-- Begin --

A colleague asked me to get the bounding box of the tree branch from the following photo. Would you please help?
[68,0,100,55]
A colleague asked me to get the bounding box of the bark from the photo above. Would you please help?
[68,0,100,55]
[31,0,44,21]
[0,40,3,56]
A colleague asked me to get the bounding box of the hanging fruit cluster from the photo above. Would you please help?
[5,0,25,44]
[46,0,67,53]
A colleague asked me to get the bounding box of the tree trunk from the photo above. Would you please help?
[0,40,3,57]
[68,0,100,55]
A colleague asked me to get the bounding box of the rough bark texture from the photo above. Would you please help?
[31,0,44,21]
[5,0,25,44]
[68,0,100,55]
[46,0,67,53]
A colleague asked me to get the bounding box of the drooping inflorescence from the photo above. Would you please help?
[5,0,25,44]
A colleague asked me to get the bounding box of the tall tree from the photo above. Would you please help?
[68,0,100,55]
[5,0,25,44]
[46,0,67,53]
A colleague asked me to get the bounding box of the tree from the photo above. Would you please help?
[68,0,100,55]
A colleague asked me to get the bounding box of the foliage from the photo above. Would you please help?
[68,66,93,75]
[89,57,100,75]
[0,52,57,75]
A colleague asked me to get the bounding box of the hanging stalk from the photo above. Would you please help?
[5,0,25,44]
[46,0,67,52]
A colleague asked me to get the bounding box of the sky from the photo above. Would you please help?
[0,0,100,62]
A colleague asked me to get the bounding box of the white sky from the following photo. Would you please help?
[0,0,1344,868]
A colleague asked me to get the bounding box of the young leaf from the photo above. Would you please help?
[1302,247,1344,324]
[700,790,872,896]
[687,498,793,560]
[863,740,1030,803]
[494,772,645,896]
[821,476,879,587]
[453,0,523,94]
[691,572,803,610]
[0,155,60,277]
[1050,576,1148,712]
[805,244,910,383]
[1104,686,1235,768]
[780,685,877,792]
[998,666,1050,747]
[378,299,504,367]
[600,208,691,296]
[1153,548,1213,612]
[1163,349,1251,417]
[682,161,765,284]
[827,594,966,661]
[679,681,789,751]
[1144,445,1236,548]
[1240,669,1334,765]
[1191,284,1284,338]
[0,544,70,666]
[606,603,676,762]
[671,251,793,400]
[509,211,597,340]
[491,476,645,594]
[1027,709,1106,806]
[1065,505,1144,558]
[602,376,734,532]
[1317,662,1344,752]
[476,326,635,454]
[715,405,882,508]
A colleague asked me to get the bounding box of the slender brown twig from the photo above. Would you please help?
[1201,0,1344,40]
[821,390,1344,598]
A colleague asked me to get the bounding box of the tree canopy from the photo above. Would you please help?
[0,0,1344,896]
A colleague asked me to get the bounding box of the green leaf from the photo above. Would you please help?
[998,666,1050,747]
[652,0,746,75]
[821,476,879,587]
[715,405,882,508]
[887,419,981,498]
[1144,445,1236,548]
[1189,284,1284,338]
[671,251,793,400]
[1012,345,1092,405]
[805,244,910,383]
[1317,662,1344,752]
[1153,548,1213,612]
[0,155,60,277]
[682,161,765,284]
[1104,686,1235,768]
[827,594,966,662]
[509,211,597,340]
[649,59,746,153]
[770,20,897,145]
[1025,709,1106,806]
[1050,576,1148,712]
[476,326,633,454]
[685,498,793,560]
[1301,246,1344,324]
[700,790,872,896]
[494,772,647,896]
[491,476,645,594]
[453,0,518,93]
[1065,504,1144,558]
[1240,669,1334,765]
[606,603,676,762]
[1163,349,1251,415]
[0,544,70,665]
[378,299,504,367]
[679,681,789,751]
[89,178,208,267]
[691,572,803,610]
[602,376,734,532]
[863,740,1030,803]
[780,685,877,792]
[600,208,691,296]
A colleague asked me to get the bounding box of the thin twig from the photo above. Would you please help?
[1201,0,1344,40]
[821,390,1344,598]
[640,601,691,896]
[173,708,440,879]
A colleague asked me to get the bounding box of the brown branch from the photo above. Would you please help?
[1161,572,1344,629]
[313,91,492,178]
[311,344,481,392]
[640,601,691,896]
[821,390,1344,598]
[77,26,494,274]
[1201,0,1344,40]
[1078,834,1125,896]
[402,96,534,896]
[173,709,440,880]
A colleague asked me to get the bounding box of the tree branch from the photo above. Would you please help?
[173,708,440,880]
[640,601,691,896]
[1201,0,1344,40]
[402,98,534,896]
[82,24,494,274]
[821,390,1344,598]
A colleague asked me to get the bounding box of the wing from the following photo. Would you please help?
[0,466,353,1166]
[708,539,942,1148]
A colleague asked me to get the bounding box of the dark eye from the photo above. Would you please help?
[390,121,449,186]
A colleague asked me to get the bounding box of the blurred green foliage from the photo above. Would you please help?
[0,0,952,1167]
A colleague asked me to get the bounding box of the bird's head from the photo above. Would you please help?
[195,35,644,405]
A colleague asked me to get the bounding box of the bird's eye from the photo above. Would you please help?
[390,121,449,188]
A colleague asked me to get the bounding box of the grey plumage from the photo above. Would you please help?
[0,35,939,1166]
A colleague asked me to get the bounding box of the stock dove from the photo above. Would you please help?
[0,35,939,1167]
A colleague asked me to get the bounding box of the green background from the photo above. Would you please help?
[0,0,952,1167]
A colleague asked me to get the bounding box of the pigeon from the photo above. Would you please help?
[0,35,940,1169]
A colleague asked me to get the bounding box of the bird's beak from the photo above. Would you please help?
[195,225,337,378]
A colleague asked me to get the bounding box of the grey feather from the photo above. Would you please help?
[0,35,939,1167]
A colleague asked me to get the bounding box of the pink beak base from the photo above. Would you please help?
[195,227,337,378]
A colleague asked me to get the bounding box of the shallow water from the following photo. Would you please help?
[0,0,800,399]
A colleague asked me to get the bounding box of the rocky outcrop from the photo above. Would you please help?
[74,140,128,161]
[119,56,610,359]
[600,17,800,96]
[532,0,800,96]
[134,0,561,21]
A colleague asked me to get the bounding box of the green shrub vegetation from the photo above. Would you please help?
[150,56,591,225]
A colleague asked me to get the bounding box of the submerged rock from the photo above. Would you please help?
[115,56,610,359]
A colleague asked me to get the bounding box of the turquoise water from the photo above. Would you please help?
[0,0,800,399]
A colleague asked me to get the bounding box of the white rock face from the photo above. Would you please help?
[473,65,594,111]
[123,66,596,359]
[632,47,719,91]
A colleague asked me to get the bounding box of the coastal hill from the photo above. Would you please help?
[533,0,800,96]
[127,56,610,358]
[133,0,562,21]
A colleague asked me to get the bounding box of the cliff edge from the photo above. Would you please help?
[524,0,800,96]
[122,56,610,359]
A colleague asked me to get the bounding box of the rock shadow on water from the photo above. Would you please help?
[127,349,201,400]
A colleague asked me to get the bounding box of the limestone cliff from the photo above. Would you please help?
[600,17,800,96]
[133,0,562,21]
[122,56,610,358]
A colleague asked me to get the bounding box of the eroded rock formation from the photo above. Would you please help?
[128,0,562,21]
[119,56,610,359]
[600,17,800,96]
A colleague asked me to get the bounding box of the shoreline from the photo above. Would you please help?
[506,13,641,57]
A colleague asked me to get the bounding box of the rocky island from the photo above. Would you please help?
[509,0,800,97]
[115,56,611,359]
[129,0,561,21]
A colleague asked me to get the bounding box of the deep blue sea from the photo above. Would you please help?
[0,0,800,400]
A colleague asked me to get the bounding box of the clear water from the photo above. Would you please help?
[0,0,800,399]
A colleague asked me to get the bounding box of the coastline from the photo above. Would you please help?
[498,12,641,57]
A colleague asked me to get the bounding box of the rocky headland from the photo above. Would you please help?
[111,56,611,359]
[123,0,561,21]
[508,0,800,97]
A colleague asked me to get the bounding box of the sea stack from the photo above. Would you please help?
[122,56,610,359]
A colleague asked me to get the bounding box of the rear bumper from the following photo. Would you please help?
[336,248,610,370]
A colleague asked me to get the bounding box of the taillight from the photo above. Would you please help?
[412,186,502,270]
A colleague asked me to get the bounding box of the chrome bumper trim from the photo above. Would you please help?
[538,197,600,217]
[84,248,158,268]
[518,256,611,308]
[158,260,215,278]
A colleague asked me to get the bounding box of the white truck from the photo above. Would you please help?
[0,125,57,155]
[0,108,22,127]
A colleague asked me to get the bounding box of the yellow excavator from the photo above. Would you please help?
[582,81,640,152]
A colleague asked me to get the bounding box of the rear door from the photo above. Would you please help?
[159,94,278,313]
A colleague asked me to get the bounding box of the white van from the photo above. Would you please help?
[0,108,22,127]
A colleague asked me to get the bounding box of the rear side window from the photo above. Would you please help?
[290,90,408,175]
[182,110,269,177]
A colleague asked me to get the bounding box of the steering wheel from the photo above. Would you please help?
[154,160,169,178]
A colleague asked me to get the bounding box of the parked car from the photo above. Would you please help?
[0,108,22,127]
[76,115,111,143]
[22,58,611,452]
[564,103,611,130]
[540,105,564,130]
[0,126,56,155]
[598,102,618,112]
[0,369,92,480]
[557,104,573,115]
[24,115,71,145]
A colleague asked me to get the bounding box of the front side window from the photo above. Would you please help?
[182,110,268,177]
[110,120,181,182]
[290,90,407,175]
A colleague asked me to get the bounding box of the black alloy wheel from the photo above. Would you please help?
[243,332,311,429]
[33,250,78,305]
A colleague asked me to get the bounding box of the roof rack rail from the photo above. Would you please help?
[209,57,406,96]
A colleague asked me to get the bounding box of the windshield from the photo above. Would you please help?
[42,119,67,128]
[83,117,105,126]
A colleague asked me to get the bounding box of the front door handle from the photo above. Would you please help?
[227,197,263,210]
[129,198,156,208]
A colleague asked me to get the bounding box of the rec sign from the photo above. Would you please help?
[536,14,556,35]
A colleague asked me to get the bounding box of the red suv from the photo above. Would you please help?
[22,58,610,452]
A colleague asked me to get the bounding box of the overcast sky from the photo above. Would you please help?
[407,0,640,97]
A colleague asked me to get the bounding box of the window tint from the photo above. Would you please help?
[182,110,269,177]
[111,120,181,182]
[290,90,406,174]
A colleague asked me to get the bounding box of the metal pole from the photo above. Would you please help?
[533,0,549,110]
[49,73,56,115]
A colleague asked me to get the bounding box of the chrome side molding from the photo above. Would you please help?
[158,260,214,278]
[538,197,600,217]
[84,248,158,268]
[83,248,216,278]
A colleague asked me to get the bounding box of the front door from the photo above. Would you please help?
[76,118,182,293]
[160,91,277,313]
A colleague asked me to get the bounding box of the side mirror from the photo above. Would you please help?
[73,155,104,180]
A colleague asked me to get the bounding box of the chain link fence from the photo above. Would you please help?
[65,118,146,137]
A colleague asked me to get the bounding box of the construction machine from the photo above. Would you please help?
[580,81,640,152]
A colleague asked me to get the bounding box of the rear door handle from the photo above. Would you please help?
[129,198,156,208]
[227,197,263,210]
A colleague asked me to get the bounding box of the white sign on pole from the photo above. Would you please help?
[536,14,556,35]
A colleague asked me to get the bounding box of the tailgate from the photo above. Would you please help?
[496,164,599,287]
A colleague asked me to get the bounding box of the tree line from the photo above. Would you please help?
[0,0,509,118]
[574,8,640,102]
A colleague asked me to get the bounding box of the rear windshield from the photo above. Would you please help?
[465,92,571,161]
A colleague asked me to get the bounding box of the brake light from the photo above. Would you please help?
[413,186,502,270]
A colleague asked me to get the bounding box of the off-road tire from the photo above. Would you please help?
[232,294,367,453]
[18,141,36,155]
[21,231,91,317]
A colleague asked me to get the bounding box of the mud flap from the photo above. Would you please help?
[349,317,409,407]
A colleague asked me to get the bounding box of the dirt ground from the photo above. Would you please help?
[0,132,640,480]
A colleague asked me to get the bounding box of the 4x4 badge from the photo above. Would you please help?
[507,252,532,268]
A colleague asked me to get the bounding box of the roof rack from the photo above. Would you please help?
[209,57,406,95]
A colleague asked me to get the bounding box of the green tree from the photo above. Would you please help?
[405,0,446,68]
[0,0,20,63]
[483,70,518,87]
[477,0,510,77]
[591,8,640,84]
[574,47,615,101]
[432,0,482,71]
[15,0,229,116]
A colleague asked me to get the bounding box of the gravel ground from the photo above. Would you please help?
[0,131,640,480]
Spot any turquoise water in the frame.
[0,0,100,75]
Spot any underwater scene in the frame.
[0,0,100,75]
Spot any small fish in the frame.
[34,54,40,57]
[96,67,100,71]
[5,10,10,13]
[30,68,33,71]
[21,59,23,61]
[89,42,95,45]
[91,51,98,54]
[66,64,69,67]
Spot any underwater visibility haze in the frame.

-- End --

- _REQUIREMENTS_: Reproduce the stretch of the listing from the line containing "the bird's head" through the line containing "[115,56,610,359]", both included, character for character.

- _FINAL RESULT_:
A colleague asked me to get the bounding box of the bird's head from the photo above. Would you please help?
[195,35,644,405]
A colleague asked me to get the bounding box of the bird's eye from the photo above. Would you please help?
[390,121,449,188]
A colleague asked me to get the bounding box of the grey plumage from the photo above. Would you please help?
[0,35,939,1166]
A colleague asked me to get the bounding box of the stock dove from the photo above. Would you please help?
[0,35,939,1167]
A colleague asked me to get the bounding box of the green background from the photo above. Would you please help?
[0,0,952,1167]
A colleague asked me to get the bounding box of the pigeon from the photo above. Would you please help?
[0,35,940,1169]
A colleague asked me to get the bounding box of the bird's beak from the photo above. Would you please help?
[195,225,337,378]
A colleague asked me to get the bounding box of the grey feather from the photo above. Would you please help?
[0,35,939,1167]
A colleague asked me to get the bounding box of the pink beak base from the photo above. Would you please help?
[195,227,337,378]
A colleague asked me to get the bounding box of the shallow water from the following photo. Would you please help?
[0,0,800,399]
A colleague asked me to get the bounding box of the rocky outcrop from the photo above. Would you please help?
[74,140,128,161]
[119,56,610,359]
[600,17,800,96]
[532,0,800,96]
[134,0,561,21]
A colleague asked me to get the bounding box of the green shrub vegetation from the photo above. Would you please help?
[150,56,591,225]
A colleague asked me to get the bounding box of the submerged rock from the photo above. Would you please help?
[115,56,610,359]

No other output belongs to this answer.